-- Start --

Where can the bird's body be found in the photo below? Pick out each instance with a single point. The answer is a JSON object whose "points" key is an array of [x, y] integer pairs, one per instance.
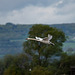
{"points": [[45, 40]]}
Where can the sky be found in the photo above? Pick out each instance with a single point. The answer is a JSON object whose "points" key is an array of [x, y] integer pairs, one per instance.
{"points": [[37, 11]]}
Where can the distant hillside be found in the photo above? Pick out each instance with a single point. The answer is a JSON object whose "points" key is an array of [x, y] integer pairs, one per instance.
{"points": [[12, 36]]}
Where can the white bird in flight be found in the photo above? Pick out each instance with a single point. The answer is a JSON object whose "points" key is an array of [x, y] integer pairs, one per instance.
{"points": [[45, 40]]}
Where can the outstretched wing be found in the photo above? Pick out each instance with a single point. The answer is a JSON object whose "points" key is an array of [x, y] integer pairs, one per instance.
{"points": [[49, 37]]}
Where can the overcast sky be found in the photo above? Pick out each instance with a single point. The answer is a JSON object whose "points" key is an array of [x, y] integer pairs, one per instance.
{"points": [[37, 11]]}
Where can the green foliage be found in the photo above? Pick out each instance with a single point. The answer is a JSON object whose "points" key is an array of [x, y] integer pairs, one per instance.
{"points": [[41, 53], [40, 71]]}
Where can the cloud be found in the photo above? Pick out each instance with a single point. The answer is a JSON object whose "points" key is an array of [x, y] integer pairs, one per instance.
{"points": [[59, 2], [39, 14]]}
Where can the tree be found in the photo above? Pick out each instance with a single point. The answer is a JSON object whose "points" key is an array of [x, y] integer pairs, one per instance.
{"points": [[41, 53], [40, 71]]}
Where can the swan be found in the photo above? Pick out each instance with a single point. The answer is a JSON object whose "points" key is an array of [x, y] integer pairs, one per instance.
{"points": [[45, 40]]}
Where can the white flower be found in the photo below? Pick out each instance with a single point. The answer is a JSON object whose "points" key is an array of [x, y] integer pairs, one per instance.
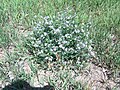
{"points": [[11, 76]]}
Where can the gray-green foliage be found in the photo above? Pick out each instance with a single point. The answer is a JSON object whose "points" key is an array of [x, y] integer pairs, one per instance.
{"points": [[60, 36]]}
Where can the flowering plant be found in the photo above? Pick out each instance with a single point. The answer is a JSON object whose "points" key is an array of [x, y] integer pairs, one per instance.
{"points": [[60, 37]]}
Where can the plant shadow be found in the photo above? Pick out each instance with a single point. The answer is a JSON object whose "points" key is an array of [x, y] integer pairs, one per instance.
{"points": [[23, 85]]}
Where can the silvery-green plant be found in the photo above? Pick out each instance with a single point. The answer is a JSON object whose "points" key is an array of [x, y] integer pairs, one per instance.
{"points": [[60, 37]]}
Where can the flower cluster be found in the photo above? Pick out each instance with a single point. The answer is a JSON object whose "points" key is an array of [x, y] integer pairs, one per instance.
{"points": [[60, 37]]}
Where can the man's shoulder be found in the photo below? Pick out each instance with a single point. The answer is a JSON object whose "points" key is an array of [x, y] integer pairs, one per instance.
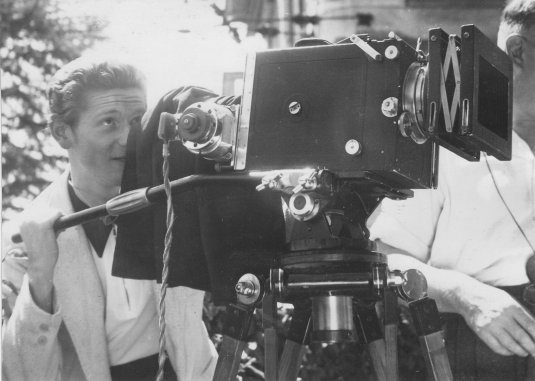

-- End --
-- Start --

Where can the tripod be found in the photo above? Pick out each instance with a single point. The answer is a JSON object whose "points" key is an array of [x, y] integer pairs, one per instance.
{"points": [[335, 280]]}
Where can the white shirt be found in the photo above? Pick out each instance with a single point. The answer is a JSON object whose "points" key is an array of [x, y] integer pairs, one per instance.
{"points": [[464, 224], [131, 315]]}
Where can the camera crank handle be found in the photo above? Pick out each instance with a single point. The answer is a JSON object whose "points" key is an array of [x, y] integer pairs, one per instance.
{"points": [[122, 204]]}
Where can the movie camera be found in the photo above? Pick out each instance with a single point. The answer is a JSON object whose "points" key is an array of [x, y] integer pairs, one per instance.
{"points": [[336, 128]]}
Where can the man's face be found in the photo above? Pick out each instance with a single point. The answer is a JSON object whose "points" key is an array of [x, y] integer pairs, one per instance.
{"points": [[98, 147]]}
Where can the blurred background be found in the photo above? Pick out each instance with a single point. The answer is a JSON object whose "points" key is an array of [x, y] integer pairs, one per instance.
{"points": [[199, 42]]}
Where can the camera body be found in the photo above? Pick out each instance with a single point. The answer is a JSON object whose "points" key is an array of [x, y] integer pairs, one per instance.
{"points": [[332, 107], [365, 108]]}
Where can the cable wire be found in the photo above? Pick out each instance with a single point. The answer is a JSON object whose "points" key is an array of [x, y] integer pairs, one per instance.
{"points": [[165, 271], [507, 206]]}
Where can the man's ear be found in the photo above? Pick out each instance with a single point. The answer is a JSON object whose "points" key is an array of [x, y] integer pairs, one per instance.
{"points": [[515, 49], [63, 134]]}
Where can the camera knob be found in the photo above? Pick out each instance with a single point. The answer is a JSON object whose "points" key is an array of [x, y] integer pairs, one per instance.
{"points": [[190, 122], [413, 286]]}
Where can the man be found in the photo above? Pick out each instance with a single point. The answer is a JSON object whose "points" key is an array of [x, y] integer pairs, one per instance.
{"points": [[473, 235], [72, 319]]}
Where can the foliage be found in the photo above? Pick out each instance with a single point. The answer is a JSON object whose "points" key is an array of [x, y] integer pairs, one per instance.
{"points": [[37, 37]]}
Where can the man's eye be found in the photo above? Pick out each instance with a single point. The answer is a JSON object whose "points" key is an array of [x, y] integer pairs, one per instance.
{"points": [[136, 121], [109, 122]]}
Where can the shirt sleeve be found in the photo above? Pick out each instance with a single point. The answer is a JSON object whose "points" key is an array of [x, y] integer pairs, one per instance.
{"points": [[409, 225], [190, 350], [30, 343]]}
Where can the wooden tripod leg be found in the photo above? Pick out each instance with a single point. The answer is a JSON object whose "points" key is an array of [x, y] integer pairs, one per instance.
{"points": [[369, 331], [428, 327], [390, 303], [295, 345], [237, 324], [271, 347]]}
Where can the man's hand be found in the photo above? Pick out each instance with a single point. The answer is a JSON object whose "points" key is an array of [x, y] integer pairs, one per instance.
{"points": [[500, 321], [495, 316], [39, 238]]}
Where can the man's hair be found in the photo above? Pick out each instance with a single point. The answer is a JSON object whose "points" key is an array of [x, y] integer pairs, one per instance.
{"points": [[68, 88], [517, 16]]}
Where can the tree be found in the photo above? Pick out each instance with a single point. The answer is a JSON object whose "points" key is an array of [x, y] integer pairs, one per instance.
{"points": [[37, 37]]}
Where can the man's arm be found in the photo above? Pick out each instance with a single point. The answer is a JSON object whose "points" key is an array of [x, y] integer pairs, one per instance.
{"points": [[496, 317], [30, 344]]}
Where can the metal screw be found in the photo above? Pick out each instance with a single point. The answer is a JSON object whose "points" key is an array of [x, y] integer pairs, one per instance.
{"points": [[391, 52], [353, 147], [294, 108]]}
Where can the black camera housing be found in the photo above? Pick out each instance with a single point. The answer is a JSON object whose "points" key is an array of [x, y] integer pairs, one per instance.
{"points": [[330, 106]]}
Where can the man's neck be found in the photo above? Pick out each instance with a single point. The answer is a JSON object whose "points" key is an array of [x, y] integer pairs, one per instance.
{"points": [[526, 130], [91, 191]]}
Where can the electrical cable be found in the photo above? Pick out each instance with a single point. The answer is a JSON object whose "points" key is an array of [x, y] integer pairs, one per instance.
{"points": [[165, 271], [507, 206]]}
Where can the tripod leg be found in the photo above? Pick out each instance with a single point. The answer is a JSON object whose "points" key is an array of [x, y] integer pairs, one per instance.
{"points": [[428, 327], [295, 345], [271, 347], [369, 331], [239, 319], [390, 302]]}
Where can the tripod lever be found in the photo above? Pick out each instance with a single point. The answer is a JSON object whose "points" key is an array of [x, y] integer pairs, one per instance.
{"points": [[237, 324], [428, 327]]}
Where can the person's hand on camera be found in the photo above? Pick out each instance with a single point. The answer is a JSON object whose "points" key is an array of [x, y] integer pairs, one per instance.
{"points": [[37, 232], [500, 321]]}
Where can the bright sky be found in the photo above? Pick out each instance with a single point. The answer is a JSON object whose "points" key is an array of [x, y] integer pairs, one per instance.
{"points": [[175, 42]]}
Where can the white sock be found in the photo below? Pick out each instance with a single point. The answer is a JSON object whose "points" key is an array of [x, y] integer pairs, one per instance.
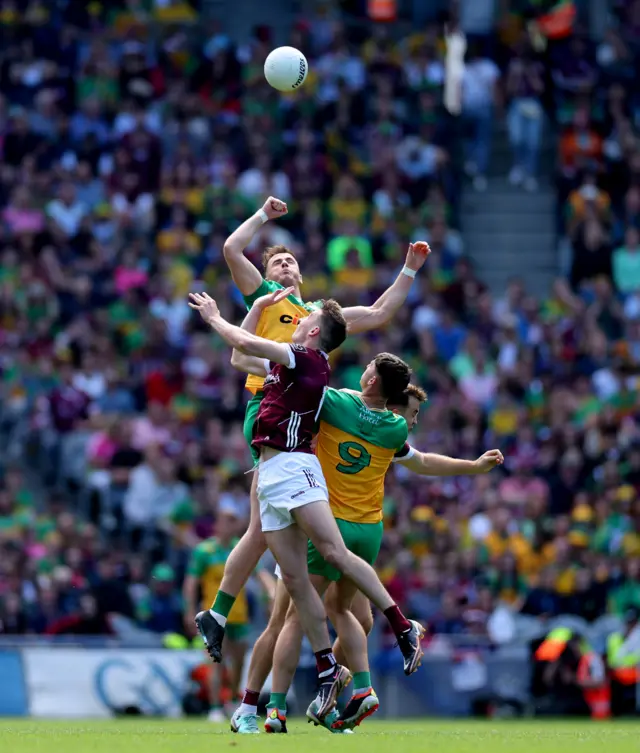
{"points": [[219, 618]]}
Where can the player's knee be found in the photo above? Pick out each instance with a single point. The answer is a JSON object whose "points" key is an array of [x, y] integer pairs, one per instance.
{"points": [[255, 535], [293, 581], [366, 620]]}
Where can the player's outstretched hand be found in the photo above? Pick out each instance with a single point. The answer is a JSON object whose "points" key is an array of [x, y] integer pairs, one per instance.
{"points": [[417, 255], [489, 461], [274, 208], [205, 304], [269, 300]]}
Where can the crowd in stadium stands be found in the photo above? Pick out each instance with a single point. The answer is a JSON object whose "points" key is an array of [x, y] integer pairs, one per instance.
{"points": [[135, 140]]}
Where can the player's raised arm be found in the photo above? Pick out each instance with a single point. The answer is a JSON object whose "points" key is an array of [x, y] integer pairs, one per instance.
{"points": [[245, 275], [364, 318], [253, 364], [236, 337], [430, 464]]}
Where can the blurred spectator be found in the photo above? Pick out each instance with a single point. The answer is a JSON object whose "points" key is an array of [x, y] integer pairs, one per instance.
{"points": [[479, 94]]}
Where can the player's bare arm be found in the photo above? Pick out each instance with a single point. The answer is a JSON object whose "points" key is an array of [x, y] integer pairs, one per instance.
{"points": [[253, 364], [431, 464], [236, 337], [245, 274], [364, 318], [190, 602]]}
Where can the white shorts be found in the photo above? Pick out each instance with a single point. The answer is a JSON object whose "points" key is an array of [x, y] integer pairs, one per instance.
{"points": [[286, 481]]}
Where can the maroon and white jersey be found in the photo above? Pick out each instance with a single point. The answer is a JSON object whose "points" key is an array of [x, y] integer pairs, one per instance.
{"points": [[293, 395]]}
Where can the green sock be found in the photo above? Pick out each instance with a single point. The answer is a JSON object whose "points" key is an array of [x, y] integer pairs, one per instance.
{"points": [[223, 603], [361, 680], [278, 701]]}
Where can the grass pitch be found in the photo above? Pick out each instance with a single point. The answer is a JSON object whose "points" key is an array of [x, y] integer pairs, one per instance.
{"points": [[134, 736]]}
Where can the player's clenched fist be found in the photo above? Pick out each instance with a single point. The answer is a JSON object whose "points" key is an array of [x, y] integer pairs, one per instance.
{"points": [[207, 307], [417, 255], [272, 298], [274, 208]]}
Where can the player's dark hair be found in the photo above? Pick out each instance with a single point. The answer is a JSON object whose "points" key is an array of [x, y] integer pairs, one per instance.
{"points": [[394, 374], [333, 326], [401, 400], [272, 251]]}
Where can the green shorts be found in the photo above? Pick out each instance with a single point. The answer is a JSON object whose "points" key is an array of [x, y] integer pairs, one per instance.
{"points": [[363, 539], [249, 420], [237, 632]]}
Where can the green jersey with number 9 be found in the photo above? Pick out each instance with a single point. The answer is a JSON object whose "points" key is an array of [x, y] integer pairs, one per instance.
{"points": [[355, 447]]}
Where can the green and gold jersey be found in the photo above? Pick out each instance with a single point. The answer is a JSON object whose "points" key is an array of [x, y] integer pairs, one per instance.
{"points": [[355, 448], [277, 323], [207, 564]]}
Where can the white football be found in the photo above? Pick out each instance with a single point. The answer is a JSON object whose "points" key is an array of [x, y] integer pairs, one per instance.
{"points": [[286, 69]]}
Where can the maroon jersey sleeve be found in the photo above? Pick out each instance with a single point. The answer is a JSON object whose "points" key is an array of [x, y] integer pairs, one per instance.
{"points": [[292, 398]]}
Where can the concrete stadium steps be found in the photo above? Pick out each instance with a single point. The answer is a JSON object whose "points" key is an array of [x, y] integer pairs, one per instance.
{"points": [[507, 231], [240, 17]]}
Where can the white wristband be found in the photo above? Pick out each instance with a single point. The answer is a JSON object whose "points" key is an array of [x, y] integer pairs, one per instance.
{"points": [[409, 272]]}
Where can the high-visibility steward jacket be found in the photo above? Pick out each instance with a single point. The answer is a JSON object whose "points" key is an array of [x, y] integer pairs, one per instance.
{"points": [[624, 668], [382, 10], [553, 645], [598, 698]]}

-- End --
-- Start --

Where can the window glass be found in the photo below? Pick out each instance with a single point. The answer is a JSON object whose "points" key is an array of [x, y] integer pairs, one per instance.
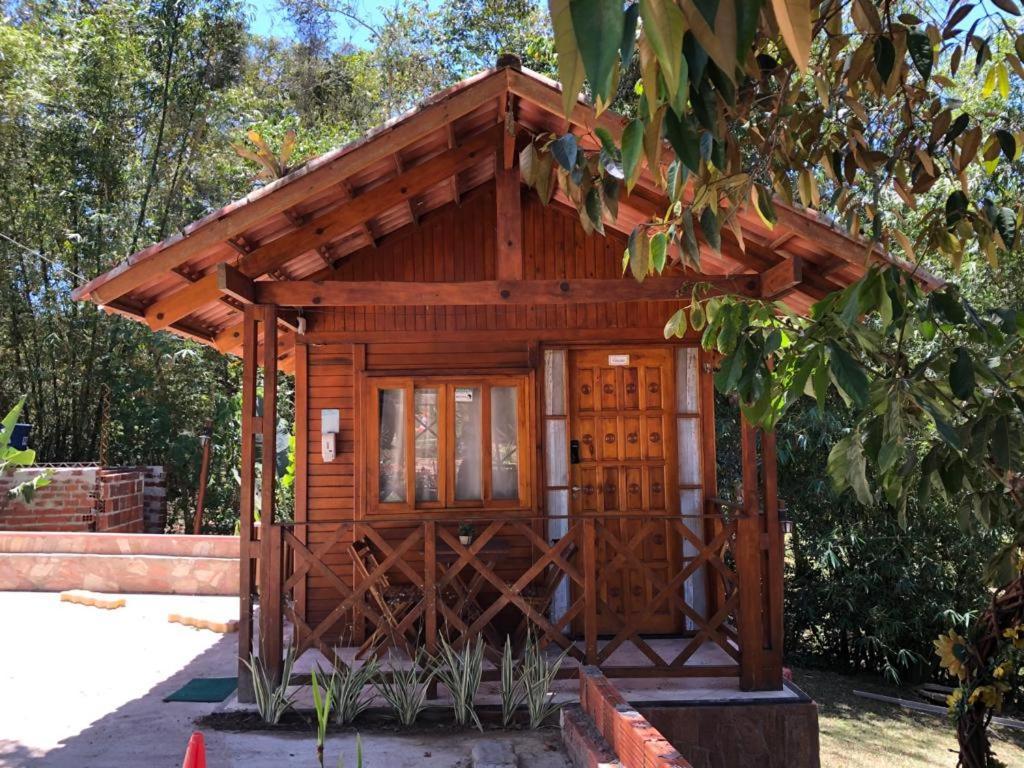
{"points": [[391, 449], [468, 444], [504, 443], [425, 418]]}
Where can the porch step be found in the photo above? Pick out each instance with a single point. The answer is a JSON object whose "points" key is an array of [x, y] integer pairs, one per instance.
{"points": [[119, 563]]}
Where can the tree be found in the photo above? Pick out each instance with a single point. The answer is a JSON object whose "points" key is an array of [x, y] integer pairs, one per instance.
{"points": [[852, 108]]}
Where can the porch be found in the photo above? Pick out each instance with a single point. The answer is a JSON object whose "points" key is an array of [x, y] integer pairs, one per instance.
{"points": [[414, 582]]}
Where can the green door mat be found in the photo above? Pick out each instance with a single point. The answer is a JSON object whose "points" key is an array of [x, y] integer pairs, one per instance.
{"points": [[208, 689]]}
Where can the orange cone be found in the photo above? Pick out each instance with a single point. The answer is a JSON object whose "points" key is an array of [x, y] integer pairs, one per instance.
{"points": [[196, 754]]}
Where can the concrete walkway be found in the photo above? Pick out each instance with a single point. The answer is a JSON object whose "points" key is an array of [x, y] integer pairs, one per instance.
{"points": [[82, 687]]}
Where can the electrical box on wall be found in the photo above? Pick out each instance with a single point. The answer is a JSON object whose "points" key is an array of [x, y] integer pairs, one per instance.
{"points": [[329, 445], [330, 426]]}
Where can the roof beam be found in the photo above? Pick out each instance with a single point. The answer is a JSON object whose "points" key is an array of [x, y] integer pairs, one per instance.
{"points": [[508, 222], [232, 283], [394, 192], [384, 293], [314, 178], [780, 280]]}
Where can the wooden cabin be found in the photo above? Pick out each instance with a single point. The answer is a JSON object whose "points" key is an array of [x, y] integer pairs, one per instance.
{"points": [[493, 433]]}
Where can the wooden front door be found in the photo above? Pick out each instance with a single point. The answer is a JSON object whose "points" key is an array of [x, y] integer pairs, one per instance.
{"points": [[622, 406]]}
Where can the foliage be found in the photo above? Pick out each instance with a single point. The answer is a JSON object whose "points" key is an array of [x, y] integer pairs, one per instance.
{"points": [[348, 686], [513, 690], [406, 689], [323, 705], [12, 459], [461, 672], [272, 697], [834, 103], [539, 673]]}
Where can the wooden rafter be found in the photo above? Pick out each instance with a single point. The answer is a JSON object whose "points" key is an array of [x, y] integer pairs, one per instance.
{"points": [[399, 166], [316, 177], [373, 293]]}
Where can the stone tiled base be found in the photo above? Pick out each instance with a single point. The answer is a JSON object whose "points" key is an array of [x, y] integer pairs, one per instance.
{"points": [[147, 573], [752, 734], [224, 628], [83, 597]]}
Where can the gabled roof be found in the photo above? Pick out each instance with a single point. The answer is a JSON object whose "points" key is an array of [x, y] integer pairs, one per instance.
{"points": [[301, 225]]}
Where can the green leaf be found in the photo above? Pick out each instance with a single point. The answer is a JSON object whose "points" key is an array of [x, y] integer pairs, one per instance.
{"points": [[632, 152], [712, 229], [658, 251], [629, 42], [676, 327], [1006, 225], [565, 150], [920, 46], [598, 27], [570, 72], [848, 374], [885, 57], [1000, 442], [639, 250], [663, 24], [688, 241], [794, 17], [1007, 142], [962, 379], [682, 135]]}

-- End --

- **Task statement**: Which lines in the data above contain the string "gray"? Return every one of them in full, matching case exactly.

- **Completed task**:
Where can the gray-green foliage be found in the photo above? Pick out each instance with a single point. The answer is a JSON object whose "points" key is an array of [x, y] integer pairs, one per instance.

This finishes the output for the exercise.